■ **What this task involves**:
Each line of the listing that includes "stone" should be reported.

[[ Source data, beginning ]]

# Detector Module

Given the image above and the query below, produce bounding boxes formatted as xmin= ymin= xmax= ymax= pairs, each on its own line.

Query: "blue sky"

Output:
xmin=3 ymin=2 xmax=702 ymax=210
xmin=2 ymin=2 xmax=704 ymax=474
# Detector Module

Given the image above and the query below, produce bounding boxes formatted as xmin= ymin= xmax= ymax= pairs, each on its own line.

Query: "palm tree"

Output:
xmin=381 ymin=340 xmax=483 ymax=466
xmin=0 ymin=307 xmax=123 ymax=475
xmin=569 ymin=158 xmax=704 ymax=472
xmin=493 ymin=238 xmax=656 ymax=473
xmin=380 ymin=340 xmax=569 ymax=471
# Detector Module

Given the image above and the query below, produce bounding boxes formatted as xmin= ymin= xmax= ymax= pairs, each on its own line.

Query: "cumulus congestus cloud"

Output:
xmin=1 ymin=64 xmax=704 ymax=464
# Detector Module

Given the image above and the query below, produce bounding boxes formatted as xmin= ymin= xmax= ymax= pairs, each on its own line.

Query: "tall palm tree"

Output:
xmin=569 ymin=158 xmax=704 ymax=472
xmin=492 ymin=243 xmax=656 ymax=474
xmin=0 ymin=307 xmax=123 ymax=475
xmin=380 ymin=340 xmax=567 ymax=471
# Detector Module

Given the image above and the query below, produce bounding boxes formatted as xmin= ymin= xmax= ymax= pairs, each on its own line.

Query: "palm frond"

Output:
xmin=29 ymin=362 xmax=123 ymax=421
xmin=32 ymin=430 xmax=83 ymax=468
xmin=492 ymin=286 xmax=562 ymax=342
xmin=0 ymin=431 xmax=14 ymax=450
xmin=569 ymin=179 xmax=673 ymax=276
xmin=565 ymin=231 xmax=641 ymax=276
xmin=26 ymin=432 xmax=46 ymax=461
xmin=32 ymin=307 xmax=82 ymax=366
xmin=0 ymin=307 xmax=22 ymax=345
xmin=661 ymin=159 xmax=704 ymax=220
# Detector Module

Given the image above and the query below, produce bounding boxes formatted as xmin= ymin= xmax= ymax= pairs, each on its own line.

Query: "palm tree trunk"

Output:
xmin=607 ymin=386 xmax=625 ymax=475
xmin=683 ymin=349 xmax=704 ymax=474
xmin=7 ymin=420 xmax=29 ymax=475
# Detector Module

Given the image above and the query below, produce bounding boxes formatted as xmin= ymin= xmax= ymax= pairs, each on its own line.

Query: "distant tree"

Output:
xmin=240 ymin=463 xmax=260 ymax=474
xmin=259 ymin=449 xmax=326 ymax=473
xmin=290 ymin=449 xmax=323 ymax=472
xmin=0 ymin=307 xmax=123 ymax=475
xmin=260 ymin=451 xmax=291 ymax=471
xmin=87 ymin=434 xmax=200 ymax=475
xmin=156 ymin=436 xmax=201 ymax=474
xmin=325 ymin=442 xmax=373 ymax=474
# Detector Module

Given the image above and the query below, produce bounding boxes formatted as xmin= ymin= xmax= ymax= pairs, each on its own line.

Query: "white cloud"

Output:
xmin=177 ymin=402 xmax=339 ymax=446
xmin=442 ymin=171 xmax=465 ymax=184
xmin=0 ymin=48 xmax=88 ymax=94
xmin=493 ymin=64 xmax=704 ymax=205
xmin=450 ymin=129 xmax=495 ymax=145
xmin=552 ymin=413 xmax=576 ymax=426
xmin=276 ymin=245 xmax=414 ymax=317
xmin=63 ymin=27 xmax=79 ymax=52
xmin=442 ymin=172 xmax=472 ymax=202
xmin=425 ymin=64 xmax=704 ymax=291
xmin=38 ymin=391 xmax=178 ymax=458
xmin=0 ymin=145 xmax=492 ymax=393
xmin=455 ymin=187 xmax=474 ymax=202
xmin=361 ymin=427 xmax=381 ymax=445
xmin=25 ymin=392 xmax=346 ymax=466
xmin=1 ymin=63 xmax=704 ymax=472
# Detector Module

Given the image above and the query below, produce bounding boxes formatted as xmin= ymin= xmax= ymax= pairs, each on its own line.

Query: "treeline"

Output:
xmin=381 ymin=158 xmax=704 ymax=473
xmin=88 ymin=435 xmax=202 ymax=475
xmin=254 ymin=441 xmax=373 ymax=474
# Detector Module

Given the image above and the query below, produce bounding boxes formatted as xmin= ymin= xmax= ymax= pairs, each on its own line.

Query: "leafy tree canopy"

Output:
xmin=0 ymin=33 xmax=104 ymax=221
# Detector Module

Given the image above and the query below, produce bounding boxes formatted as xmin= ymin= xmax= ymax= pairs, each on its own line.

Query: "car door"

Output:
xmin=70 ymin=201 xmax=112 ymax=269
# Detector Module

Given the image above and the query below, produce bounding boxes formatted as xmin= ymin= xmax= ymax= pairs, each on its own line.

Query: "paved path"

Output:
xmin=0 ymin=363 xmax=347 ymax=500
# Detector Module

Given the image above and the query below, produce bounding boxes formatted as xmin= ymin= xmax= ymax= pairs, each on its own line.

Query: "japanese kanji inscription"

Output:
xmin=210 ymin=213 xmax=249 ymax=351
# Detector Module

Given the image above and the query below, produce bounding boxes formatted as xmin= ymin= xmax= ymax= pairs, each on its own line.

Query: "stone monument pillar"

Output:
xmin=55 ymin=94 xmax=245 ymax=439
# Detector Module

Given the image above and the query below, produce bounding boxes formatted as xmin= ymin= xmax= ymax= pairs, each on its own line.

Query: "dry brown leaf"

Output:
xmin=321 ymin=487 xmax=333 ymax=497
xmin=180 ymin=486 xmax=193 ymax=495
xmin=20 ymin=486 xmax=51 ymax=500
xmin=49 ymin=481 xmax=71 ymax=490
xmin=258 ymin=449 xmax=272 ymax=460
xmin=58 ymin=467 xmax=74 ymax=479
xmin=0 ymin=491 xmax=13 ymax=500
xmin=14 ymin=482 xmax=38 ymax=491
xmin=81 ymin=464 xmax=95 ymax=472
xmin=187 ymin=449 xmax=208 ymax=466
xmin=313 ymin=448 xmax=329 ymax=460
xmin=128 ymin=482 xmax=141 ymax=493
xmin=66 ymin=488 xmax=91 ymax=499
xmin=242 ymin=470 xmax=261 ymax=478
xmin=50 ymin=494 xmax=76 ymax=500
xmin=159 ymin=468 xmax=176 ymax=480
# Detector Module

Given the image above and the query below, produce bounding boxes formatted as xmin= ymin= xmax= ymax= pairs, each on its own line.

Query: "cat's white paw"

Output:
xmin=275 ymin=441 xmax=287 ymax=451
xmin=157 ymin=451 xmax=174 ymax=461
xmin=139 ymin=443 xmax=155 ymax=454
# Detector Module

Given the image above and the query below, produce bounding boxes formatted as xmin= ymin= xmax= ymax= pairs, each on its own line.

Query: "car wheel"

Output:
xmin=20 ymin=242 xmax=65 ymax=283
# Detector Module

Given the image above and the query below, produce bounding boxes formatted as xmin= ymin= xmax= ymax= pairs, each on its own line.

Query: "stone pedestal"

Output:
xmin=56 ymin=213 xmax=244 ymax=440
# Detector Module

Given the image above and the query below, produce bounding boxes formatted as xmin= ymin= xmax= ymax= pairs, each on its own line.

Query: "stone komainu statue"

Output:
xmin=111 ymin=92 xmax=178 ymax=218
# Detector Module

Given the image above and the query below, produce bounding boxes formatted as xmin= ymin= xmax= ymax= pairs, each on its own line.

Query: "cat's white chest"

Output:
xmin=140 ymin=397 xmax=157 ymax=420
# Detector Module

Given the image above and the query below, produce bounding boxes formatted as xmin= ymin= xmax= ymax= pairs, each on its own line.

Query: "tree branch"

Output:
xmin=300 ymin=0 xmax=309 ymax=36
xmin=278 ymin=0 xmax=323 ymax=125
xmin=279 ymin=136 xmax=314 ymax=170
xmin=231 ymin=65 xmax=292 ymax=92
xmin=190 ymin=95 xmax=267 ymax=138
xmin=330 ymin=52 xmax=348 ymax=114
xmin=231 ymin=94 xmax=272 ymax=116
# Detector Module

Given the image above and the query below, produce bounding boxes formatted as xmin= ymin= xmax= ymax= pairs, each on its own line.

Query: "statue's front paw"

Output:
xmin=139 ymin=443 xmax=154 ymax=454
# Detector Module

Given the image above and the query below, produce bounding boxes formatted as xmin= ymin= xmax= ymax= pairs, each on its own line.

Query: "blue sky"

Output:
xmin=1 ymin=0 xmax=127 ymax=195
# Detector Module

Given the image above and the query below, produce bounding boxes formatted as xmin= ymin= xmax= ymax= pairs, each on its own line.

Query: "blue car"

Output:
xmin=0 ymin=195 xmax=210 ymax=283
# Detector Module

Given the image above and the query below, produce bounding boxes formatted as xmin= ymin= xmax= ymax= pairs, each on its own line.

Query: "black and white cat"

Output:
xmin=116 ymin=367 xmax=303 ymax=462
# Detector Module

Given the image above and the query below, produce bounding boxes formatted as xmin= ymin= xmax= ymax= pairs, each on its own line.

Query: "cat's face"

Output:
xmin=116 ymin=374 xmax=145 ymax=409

[[ Source data, end ]]
[[ Source data, beginning ]]

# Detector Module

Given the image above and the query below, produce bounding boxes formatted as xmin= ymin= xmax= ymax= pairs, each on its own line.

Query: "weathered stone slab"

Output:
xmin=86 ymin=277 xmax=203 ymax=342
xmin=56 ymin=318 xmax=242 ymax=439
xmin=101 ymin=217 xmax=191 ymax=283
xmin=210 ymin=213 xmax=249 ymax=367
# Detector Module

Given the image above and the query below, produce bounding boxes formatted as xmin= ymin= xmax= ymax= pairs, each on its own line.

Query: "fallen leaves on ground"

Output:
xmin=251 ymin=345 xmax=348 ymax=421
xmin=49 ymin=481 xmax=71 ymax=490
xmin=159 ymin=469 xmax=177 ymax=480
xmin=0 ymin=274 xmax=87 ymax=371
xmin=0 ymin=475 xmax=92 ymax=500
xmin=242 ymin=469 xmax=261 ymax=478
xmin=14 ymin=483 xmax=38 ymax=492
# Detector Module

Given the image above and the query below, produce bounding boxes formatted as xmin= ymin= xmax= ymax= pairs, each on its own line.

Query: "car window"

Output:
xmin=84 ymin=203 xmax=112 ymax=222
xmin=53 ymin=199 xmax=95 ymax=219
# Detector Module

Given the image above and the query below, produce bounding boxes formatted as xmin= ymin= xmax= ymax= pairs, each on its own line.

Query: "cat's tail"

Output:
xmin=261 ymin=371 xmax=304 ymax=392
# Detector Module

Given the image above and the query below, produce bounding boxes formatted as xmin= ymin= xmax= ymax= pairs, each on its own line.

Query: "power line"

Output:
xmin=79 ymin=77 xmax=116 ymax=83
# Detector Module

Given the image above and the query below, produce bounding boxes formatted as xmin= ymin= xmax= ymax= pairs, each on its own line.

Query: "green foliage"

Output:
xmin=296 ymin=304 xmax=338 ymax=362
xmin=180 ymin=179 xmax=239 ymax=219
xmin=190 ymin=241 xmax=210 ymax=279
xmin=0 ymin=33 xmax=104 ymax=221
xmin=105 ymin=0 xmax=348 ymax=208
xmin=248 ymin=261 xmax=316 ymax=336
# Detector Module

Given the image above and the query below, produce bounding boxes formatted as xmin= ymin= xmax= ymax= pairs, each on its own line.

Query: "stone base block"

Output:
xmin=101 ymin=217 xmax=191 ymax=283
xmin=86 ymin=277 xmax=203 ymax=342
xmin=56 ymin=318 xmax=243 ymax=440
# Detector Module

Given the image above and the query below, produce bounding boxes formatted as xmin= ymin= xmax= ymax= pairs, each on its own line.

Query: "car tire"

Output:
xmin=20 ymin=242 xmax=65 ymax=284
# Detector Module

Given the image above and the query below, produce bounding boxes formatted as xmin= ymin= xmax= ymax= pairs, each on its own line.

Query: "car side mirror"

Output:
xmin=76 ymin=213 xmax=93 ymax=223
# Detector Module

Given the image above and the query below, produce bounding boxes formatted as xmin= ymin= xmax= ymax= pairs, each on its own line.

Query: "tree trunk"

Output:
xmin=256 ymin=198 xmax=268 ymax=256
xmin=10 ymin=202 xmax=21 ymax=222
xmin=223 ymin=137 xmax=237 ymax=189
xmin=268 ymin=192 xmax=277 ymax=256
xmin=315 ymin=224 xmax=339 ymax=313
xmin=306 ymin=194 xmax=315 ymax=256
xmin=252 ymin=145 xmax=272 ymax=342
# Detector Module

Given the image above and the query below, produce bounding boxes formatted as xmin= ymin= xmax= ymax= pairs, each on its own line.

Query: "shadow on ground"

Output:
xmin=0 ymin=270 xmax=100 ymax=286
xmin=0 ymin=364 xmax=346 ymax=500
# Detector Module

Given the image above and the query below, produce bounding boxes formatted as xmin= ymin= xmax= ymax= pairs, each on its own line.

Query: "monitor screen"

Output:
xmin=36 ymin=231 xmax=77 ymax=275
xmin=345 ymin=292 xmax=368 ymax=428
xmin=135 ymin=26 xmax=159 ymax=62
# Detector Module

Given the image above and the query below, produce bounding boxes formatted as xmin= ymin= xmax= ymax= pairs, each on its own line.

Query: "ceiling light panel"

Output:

[[ Source data, end ]]

■ **Response box**:
Query: "stone monument pillar"
Query: "stone pedestal"
Query: "stone komainu statue"
Query: "weathered stone slab"
Query: "stone base block"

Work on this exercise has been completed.